▸ ENUNCIADO ESCRITO
Extrae completo el texto sobre el erotismo de la palabra poética, sin alterar ni una letra.

▸ TEXTO PROPORCIONADO
______________________________

En este mundo la palabra, sin importar el tema o la imagen, siempre es erótica en sí misma, roza la piel de la página para desvanecerse en ese instante. Esta paradoja entraña la esencia del poema que aparece y desaparece al mismo tiempo, como el roce de los amantes que deja de ser en cuanto es.
“Ahora / nos amamos” son dos versos que cierran el poema “Lugares prohibidos,” dos versos que, en una suerte de caligrama, se han quedado solos, al final del poema, en una sola estrofa, para expresarlo todo. Los versos, cuanto más breves, más cosas nos dicen. Ese “ahora” del primer verso va a dibujar la eternidad, el tiempo sin tiempo del mito, ese instante en que el poema nos devuelve la vida, pero al mismo tiempo nos la quita, ese mismo instante en que una caricia puede desmentir al poema, pero, a su vez, el poema también puede desmentir una caricia, juego de espejos entre el erotismo y la poesía, revelaciones de una eternidad que, paradójicamente, se desmorona.

______________________________

▸ MATERIAL SUMINISTRADO
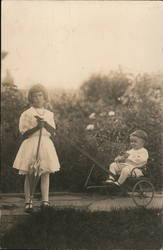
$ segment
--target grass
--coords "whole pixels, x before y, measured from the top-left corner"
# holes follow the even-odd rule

______________________________

▸ SOLUCIÓN DEL EJERCICIO
En este mundo la palabra, sin importar el tema o la imagen, siempre es erótica en sí misma, roza la piel de la página para desvanecerse en ese instante. Esta paradoja entraña la esencia del poema que aparece y desaparece al mismo tiempo, como el roce de los amantes que deja de ser en cuanto es.
“Ahora / nos amamos” son dos versos que cierran el poema “Lugares prohibidos,” dos versos que, en una suerte de caligrama, se han quedado solos, al final del poema, en una sola estrofa, para expresarlo todo. Los versos, cuanto más breves, más cosas nos dicen. Ese “ahora” del primer verso va a dibujar la eternidad, el tiempo sin tiempo del mito, ese instante en que el poema nos devuelve la vida, pero al mismo tiempo nos la quita, ese mismo instante en que una caricia puede desmentir al poema, pero, a su vez, el poema también puede desmentir una caricia, juego de espejos entre el erotismo y la poesía, revelaciones de una eternidad que, paradójicamente, se desmorona.